- **TO BE DONE**
Please copy the lines starting with the one containing "the backpack strap." and going on through the one containing "[0,29,500,310]", substituting "give" for every "report" and changing nothing else.

**** SUPPLIED DATA

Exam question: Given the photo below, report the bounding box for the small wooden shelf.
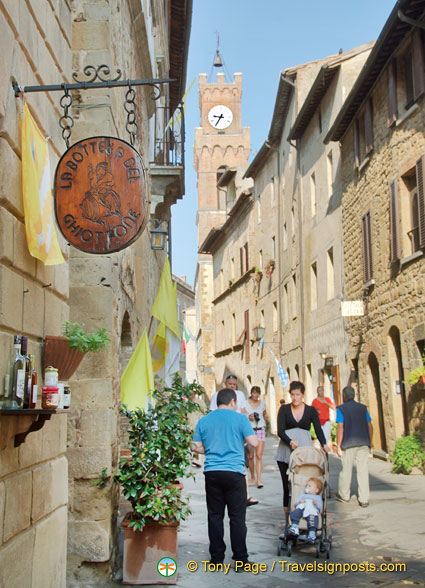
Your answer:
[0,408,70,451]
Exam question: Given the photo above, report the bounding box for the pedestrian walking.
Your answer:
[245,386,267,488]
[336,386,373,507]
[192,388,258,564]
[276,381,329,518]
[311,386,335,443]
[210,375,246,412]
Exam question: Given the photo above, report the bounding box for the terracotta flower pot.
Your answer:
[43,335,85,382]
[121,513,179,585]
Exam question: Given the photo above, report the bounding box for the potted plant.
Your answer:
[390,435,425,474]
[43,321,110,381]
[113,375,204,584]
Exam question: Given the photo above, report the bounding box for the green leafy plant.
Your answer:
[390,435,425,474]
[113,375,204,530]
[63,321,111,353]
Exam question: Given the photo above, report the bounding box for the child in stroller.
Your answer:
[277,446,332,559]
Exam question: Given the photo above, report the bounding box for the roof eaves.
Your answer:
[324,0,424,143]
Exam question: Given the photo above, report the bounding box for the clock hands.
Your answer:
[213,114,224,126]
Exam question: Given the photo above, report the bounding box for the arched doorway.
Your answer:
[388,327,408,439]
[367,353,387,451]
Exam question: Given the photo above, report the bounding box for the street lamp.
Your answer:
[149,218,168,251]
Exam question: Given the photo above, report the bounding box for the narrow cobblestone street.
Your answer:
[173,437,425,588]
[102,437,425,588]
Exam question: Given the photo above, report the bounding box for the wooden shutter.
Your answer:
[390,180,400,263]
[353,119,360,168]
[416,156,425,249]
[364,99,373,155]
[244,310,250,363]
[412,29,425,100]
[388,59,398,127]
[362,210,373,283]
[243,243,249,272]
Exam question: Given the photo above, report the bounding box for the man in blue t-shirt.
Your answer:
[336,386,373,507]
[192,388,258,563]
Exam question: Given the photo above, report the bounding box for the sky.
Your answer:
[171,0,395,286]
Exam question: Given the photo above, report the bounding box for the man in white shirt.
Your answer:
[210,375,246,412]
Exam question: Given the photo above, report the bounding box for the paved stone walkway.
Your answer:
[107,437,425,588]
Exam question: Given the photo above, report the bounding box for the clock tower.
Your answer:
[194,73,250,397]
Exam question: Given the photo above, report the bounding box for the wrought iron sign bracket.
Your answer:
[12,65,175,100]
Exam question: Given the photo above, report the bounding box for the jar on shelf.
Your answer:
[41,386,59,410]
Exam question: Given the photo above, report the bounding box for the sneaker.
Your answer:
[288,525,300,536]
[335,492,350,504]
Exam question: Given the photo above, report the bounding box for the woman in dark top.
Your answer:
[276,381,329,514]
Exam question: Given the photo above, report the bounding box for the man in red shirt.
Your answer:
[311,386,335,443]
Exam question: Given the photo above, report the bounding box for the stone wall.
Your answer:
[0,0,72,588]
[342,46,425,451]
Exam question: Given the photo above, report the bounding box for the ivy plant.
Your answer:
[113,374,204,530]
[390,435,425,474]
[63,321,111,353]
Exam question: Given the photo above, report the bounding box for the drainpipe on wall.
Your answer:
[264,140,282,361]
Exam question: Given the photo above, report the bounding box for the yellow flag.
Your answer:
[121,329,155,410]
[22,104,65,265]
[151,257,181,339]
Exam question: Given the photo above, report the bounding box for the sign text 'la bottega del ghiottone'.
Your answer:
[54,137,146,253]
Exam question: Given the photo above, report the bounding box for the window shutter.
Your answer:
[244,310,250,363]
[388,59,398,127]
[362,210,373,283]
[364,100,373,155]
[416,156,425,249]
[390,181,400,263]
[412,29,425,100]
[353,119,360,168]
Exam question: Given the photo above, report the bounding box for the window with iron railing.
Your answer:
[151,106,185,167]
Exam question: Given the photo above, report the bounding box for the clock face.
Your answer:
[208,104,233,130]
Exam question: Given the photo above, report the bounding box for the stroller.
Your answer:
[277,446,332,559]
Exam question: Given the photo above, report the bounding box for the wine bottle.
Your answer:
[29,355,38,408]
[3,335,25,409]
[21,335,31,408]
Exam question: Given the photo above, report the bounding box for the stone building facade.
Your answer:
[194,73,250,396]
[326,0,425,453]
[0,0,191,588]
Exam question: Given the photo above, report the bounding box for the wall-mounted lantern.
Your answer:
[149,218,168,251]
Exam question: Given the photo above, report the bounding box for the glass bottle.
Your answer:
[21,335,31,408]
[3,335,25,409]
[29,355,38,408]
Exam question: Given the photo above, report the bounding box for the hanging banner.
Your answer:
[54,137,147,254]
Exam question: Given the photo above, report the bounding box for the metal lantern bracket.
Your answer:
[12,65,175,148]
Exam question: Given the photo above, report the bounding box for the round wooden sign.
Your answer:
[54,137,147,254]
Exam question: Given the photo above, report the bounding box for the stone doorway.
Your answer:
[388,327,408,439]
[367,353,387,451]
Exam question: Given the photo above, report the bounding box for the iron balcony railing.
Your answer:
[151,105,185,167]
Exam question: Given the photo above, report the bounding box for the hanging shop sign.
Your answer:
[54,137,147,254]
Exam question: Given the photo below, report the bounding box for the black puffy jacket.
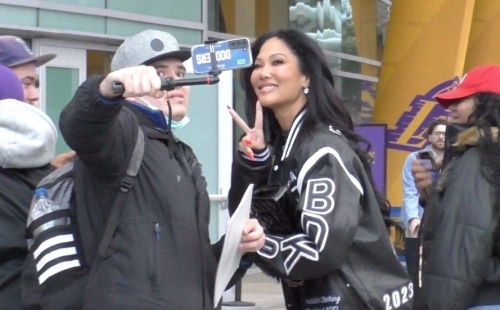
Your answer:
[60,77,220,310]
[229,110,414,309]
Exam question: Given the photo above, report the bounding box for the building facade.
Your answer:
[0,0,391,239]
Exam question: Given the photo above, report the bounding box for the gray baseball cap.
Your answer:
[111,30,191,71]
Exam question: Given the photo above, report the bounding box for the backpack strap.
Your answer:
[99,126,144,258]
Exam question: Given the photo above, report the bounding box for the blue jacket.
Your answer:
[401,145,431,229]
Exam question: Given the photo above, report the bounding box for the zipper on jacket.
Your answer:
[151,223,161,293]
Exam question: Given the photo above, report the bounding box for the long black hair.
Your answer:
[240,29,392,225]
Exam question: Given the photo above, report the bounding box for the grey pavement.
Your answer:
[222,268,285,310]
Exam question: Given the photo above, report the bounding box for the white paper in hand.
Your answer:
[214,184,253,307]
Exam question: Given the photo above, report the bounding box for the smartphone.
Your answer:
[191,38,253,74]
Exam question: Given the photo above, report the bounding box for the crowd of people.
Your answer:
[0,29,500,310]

********
**** SUPPLIED DATA

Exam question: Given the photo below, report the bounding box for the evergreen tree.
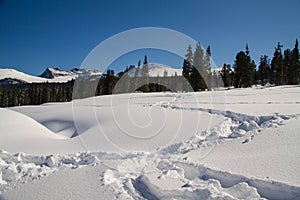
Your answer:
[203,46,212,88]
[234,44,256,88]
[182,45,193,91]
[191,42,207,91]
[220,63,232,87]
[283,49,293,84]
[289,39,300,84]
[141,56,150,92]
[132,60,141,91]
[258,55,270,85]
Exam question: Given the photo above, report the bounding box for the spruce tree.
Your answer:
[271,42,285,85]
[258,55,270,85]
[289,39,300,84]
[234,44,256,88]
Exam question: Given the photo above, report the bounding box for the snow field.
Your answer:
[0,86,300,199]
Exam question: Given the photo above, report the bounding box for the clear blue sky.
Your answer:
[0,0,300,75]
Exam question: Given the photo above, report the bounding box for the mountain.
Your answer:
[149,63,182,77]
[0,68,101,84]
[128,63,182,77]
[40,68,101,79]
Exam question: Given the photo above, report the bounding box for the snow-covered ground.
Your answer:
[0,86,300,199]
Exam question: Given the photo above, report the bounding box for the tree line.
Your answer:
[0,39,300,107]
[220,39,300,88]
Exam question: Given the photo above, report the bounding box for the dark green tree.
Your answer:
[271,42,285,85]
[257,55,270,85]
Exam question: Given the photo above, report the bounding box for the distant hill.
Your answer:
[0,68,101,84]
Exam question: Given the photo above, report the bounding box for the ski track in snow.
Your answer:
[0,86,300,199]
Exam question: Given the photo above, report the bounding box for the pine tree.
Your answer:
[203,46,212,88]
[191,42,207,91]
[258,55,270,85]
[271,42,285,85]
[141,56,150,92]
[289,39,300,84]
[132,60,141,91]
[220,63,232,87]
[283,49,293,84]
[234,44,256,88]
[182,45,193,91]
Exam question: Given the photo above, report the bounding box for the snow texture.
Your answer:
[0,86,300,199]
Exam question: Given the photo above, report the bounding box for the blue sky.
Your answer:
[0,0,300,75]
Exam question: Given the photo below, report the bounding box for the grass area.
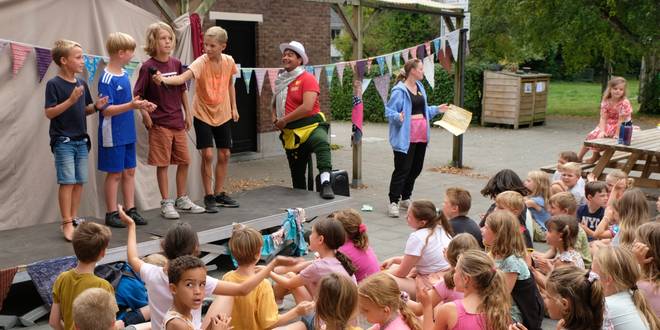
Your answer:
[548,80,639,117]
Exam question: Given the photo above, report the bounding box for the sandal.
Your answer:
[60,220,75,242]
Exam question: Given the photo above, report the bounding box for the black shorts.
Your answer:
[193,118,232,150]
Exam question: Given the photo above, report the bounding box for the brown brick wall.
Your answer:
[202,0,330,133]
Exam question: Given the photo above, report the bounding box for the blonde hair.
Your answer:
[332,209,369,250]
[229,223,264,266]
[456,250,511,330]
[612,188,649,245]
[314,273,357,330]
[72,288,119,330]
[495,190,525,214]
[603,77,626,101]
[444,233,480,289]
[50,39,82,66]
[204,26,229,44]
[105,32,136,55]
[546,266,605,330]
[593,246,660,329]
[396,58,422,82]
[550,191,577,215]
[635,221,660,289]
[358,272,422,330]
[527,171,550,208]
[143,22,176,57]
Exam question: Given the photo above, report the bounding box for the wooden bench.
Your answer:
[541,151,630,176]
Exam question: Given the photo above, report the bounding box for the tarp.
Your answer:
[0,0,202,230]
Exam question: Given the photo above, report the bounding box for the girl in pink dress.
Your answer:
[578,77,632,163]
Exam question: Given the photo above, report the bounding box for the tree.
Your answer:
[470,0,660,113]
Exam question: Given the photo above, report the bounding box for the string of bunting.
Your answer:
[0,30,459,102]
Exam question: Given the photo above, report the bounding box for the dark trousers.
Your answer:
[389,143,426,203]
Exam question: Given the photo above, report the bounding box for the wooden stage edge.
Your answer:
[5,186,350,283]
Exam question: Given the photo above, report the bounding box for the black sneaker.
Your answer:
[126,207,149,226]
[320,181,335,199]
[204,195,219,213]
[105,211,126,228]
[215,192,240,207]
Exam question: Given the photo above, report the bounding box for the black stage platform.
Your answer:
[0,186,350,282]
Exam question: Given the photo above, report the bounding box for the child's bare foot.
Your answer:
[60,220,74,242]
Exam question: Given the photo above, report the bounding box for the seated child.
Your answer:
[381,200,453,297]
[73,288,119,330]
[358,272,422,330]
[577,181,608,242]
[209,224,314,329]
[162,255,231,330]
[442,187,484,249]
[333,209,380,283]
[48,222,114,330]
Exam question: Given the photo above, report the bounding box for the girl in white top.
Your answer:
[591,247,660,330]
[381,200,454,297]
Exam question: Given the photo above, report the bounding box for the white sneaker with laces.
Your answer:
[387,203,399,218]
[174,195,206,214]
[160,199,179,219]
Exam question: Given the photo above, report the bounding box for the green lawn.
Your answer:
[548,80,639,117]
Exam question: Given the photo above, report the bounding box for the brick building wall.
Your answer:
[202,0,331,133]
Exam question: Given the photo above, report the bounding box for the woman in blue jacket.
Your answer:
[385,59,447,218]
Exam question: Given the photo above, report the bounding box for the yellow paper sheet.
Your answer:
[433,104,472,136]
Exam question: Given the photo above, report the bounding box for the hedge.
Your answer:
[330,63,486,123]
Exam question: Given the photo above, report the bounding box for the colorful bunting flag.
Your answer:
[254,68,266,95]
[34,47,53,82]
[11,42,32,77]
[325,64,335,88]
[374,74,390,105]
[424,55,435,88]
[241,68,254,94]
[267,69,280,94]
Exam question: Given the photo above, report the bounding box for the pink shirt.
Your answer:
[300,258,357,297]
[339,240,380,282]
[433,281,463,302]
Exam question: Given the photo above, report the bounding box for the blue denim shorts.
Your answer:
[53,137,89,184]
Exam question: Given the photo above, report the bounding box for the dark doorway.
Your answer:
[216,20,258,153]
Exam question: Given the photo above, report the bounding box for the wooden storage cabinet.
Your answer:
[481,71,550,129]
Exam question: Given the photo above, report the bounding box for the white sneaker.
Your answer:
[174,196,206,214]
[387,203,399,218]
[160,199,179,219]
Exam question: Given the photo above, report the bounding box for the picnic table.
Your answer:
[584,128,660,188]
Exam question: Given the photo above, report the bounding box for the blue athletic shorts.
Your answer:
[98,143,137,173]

********

- **EXERCISE OUTPUT**
Exam question: Given the photo above, give the bounding box for the backpack strap.
Your answer:
[99,126,144,258]
Exam question: Given the photo above, give the bounding box for the blue jacket.
Your answer:
[401,145,431,229]
Exam question: Given the photo above, give the bounding box for the zipper on jacket.
Your answer:
[151,223,161,293]
Exam question: Given the photo above, give the bounding box for the long black hair.
Your answer:
[240,29,392,225]
Exam question: Given the photo above, give the bounding box for the grey pavement.
Your answer:
[222,268,285,310]
Exam question: Given the photo above, give the bounding box for the white paper in hand.
Your answer:
[214,184,253,307]
Exam question: Given the photo above, give the bounding box for the smartphone.
Your answer:
[191,38,253,74]
Exam question: Given the photo above, give the bounding box for the crowd of people.
Your answer:
[0,29,500,310]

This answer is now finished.